***** EXTRAIT DU TEXTE

Logan est-il vraiment un film de super-héros au sens Marvel du terme ? Si l’on tient compte du traitement apporté par son réalisateur James Mangold, la réponse est non.
Néanmoins, Logan assume son personnage – il serait temps, vu qu’il s’agit du troisième opus sur Wolverine – en nous décrivant avec brio la déréliction du super-héros comme le syndrome d’un monde en devoir de se trouver de nouvelles icônes.

Le monde post-apocalyptique tel qu’il est présenté – nous sommes en 2029 – devient l’écrin idéal pour la légitimation d’une violence sourde, inéluctable, presque nécessaire. Dès le commencement, l’hallali résonne. Aucune échappatoire, ni de happy-end irraisonnable. L’approche rassure, confortée par une trame narrative construite comme un écho à rebours d’une mort annoncée. Voilà pourquoi l’ADN Marvel, comme des X-Men, fuite au compte-gouttes, dans cette ordalie autour de son acteur historique, Hugh Jackman. En effet, les deux destins sont liés et la figure héroïque comme seul représentant valable d’un anti-héros au bout du rouleau, vacille pour mieux nous atteindre. En partant de ce postulat, Hugh Jackman n’aura jamais été aussi touchant, aussi juste, aussi Wolverine.
Si l’histoire développée d’un point de vue événementiel, pour ne pas dire scénaristique, ne séduit pas complètement, le film assume sa trajectoire intimiste afin de mieux redéfinir la singularité d’un personnage à la puissance tragique imparable. Comment, en effet, pourrions-nous nous détourner de ce Logan et valider le recours contestable d’une adversité de pacotille incapable de faire exister Wolverine par effet de contrepoint. De la même façon, il nous paraît dérisoire d’analyser une telle proposition filmique sous l’angle unique de la confrontation où seule la justice des “bons” triompherait.
Les héros ont disparu. De fait, Wolverine semble embrigadé dans sa propre antériorité, elle-même constamment rappelée par un état physique déplorable et à des années-lumière du héros sauvage qu’il fut. En assumant cette réalité, James Mangold conditionne la redéfinition de la figure du super-héros dans une brume de nostalgie très cinématographique, à défaut d’être absolument pétaradante. Si nous sentons, çà et là, la tentation de réveiller la fureur originelle du mutant griffu, le réalisateur préfère détourner l’ordre établi pour façonner un drame crépusculaire animé par le jeu des postures.

**********
***** DONNÉES BRUTES

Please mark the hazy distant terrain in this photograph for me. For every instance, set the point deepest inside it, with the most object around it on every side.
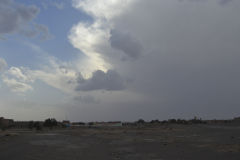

**********

TRAVAIL DEMANDÉ
Recopiez fidèlement le passage de la critique du film Logan qui commence par « Les héros ont » et se termine par « jeu des postures. ».

CORRIGÉ DE L'EXERCICE
Les héros ont disparu. De fait, Wolverine semble embrigadé dans sa propre antériorité, elle-même constamment rappelée par un état physique déplorable et à des années-lumière du héros sauvage qu’il fut. En assumant cette réalité, James Mangold conditionne la redéfinition de la figure du super-héros dans une brume de nostalgie très cinématographique, à défaut d’être absolument pétaradante. Si nous sentons, çà et là, la tentation de réveiller la fureur originelle du mutant griffu, le réalisateur préfère détourner l’ordre établi pour façonner un drame crépusculaire animé par le jeu des postures.